- **Document**
Here is the concall notes on how to cluster and copy Hibernate indexes
using non file system approaches.
Forget JBoss Cache, forget plain JGroups and focus on Infinispan
Start with Infinispan in replication mode (the most stable code) and
then try distribution. It should be interesting to test the dist algo
and see how well L1 cache behaves in a search environment.
For the architecture, we will try the following approach in decreasing
interest )If the first one works like a charm we stick with it):
1. share the same grid cache between the master and the slaves
2. have a local cache on the master where indexing is done and
manually copy over the chuncks of changed data to the grid
This requires to store some metadata (namely the list of chunks for a
given index and the lastupdate for each chunk) to implement the same
algorithm as the one implemented in FSMaster/SlaveDirectoryProvider
(incremental copy).
3. have a local cache on the master where indexing is done and
manually copy over the chuncks of changed data to the grid. Each slave
copy from the grid to a local version of the index and use the local
version for search.
When writing the InfinispanDirectory (inspired by the RAMDirectory and
the JBossCacheDirectory), one need to consider than Infinispan has a
flat structure. The key has to contain:
- the index name
- the chunk name
Both with essentially be the unique identifier.
Each chunk should have its size limited (Lucene does that already AFAIK)
Question on the metadata. one need ot keep the last update and the
list of chuncks. Because Infinispan is not queryable, we need to store
that as metadata:
- should it be on each chunk (ie last time on each chunk, the size
of a chunk)
- on a dedicated metadata chunk ie one metadata chunk per chunk + a
chink containing the list
- on a single metadata chunk (I fear conflicts and inconsistencies)
On changes or read explore the use of Infinispan transaction to ensure
RR semantic. Is it necessary? A file system does not guarantee that
anyway.
In the case of replication, make sure a FD back end can be activated
in case the grid goes to the unreachable clouds of total inactivity.
Question to Manik: do you have a cluster to play with once we reach
this stage?
Good luck Lukasz,a nd ask for help if you are stuck or unsure of a
decision :)

- **The tasks**
a) From the concall notes, reproduce word for word the part that opens with the words containing "Forget JBoss Cache, forget" and closes with "(incremental copy).".
b) For each of the following statements, answer yes or no on whether it agrees with the concall notes, and quote the deciding words of the notes. (i) The notes advise starting with Infinispan in distribution mode. (ii) The key used by the InfinispanDirectory has to contain the index name and the chunk name. (iii) The notes describe Infinispan as queryable.

- **Record extracts**

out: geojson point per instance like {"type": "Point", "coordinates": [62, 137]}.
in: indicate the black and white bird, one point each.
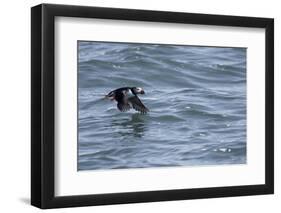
{"type": "Point", "coordinates": [127, 98]}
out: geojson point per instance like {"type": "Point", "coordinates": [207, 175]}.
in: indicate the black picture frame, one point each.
{"type": "Point", "coordinates": [43, 102]}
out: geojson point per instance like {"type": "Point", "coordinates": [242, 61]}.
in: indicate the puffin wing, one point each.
{"type": "Point", "coordinates": [137, 104]}
{"type": "Point", "coordinates": [122, 104]}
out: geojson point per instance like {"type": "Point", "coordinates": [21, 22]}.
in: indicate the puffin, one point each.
{"type": "Point", "coordinates": [127, 98]}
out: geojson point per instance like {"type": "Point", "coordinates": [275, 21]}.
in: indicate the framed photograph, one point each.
{"type": "Point", "coordinates": [139, 106]}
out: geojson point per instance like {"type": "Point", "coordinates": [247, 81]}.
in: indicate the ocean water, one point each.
{"type": "Point", "coordinates": [197, 101]}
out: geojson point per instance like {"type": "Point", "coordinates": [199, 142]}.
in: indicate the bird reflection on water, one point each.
{"type": "Point", "coordinates": [134, 126]}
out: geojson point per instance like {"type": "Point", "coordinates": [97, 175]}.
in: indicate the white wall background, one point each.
{"type": "Point", "coordinates": [15, 105]}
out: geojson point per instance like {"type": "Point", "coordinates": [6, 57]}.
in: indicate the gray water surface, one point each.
{"type": "Point", "coordinates": [196, 97]}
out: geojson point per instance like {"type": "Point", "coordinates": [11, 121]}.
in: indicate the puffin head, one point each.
{"type": "Point", "coordinates": [138, 90]}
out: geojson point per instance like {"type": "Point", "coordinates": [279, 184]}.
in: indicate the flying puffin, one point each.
{"type": "Point", "coordinates": [127, 98]}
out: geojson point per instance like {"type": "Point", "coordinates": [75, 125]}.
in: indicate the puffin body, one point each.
{"type": "Point", "coordinates": [127, 98]}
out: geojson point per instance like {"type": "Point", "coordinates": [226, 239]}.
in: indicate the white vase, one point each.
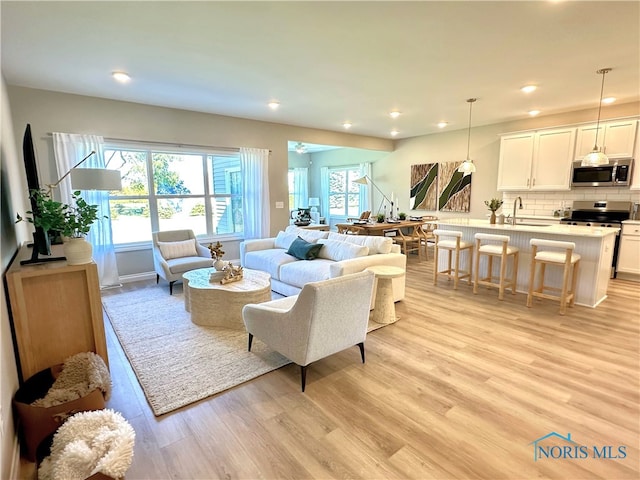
{"type": "Point", "coordinates": [78, 251]}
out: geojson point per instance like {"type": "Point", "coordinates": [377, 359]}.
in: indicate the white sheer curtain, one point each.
{"type": "Point", "coordinates": [300, 188]}
{"type": "Point", "coordinates": [366, 191]}
{"type": "Point", "coordinates": [255, 191]}
{"type": "Point", "coordinates": [324, 194]}
{"type": "Point", "coordinates": [68, 150]}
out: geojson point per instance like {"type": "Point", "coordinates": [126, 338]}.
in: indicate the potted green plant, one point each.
{"type": "Point", "coordinates": [70, 221]}
{"type": "Point", "coordinates": [493, 205]}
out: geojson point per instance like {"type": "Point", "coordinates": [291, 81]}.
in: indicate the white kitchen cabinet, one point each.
{"type": "Point", "coordinates": [635, 170]}
{"type": "Point", "coordinates": [516, 155]}
{"type": "Point", "coordinates": [616, 139]}
{"type": "Point", "coordinates": [629, 253]}
{"type": "Point", "coordinates": [539, 160]}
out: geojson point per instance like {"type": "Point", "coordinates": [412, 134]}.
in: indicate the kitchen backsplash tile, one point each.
{"type": "Point", "coordinates": [545, 203]}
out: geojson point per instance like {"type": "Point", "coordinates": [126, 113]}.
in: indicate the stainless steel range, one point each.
{"type": "Point", "coordinates": [601, 213]}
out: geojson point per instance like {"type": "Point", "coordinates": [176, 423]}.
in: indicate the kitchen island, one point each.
{"type": "Point", "coordinates": [594, 244]}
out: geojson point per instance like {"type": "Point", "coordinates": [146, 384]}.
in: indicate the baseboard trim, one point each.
{"type": "Point", "coordinates": [137, 277]}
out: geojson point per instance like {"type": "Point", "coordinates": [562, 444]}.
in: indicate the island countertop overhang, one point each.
{"type": "Point", "coordinates": [556, 229]}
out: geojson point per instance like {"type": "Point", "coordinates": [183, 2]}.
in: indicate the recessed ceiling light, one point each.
{"type": "Point", "coordinates": [122, 77]}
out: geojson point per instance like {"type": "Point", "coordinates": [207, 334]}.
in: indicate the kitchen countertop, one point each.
{"type": "Point", "coordinates": [555, 229]}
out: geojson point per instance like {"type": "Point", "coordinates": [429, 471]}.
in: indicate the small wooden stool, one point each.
{"type": "Point", "coordinates": [384, 310]}
{"type": "Point", "coordinates": [567, 259]}
{"type": "Point", "coordinates": [502, 252]}
{"type": "Point", "coordinates": [452, 242]}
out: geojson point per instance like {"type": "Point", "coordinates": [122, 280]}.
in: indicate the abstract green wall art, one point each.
{"type": "Point", "coordinates": [424, 185]}
{"type": "Point", "coordinates": [454, 188]}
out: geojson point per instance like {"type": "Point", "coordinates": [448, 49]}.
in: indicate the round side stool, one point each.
{"type": "Point", "coordinates": [564, 258]}
{"type": "Point", "coordinates": [495, 246]}
{"type": "Point", "coordinates": [451, 241]}
{"type": "Point", "coordinates": [384, 310]}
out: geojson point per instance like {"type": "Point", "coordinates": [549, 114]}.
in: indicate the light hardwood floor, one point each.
{"type": "Point", "coordinates": [458, 388]}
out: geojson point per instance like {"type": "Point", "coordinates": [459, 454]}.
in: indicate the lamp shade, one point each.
{"type": "Point", "coordinates": [95, 179]}
{"type": "Point", "coordinates": [467, 167]}
{"type": "Point", "coordinates": [361, 180]}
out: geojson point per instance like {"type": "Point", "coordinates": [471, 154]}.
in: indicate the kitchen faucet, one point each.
{"type": "Point", "coordinates": [513, 219]}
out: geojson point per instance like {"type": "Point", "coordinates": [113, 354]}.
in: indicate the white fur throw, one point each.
{"type": "Point", "coordinates": [81, 374]}
{"type": "Point", "coordinates": [87, 443]}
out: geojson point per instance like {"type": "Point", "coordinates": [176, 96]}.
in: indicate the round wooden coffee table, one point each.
{"type": "Point", "coordinates": [217, 305]}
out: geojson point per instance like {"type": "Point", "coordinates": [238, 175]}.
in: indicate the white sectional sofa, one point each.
{"type": "Point", "coordinates": [339, 255]}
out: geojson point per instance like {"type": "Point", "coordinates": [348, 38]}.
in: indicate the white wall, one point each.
{"type": "Point", "coordinates": [11, 173]}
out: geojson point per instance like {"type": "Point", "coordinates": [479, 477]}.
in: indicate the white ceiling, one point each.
{"type": "Point", "coordinates": [328, 62]}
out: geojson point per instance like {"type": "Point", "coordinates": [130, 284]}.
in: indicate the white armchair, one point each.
{"type": "Point", "coordinates": [325, 318]}
{"type": "Point", "coordinates": [176, 252]}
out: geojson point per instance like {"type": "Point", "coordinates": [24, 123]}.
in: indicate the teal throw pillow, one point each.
{"type": "Point", "coordinates": [303, 250]}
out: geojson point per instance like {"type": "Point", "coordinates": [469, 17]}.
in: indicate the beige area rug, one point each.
{"type": "Point", "coordinates": [176, 361]}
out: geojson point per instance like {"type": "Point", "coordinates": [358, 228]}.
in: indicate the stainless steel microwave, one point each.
{"type": "Point", "coordinates": [616, 174]}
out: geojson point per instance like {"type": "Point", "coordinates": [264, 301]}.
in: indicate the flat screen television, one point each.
{"type": "Point", "coordinates": [41, 244]}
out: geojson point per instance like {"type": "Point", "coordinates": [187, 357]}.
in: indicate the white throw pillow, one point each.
{"type": "Point", "coordinates": [376, 244]}
{"type": "Point", "coordinates": [311, 236]}
{"type": "Point", "coordinates": [338, 251]}
{"type": "Point", "coordinates": [284, 240]}
{"type": "Point", "coordinates": [184, 248]}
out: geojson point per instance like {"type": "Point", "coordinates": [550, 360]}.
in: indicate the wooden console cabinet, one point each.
{"type": "Point", "coordinates": [56, 310]}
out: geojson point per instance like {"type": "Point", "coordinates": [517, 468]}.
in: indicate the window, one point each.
{"type": "Point", "coordinates": [201, 191]}
{"type": "Point", "coordinates": [344, 195]}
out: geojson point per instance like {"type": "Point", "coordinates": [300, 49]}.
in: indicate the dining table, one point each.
{"type": "Point", "coordinates": [378, 228]}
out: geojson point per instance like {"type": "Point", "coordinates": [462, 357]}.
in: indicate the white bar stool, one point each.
{"type": "Point", "coordinates": [502, 251]}
{"type": "Point", "coordinates": [565, 258]}
{"type": "Point", "coordinates": [452, 242]}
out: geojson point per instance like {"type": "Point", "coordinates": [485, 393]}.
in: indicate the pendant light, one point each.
{"type": "Point", "coordinates": [596, 157]}
{"type": "Point", "coordinates": [467, 167]}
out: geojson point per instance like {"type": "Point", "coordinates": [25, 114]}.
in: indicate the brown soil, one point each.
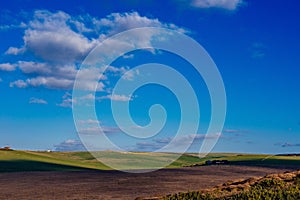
{"type": "Point", "coordinates": [118, 185]}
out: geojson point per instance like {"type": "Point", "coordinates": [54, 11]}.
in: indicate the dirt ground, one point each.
{"type": "Point", "coordinates": [118, 185]}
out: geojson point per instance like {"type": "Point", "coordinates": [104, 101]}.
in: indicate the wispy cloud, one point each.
{"type": "Point", "coordinates": [37, 101]}
{"type": "Point", "coordinates": [224, 4]}
{"type": "Point", "coordinates": [116, 97]}
{"type": "Point", "coordinates": [67, 101]}
{"type": "Point", "coordinates": [92, 130]}
{"type": "Point", "coordinates": [70, 145]}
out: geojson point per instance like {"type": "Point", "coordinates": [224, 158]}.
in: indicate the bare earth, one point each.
{"type": "Point", "coordinates": [118, 185]}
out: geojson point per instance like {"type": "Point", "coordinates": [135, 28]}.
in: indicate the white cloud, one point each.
{"type": "Point", "coordinates": [224, 4]}
{"type": "Point", "coordinates": [128, 56]}
{"type": "Point", "coordinates": [7, 67]}
{"type": "Point", "coordinates": [14, 51]}
{"type": "Point", "coordinates": [60, 42]}
{"type": "Point", "coordinates": [89, 121]}
{"type": "Point", "coordinates": [116, 97]}
{"type": "Point", "coordinates": [18, 83]}
{"type": "Point", "coordinates": [67, 101]}
{"type": "Point", "coordinates": [70, 145]}
{"type": "Point", "coordinates": [37, 101]}
{"type": "Point", "coordinates": [96, 130]}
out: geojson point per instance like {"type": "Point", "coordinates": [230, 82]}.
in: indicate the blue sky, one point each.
{"type": "Point", "coordinates": [255, 45]}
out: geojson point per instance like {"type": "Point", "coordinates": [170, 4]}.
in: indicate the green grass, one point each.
{"type": "Point", "coordinates": [12, 161]}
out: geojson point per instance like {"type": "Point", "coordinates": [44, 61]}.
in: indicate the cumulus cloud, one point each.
{"type": "Point", "coordinates": [224, 4]}
{"type": "Point", "coordinates": [70, 145]}
{"type": "Point", "coordinates": [7, 67]}
{"type": "Point", "coordinates": [18, 83]}
{"type": "Point", "coordinates": [116, 97]}
{"type": "Point", "coordinates": [67, 101]}
{"type": "Point", "coordinates": [34, 100]}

- **Full solutions**
a)
Forget JBoss Cache, forget plain JGroups and focus on Infinispan
Start with Infinispan in replication mode (the most stable code) and
then try distribution. It should be interesting to test the dist algo
and see how well L1 cache behaves in a search environment.
For the architecture, we will try the following approach in decreasing
interest )If the first one works like a charm we stick with it):
1. share the same grid cache between the master and the slaves
2. have a local cache on the master where indexing is done and
manually copy over the chuncks of changed data to the grid
This requires to store some metadata (namely the list of chunks for a
given index and the lastupdate for each chunk) to implement the same
algorithm as the one implemented in FSMaster/SlaveDirectoryProvider
(incremental copy).

b)
(i) No: "Start with Infinispan in replication mode (the most stable code) and then try distribution."
(ii) Yes: "The key has to contain:" followed by "the index name" and "the chunk name".
(iii) No: "Because Infinispan is not queryable, we need to store that as metadata".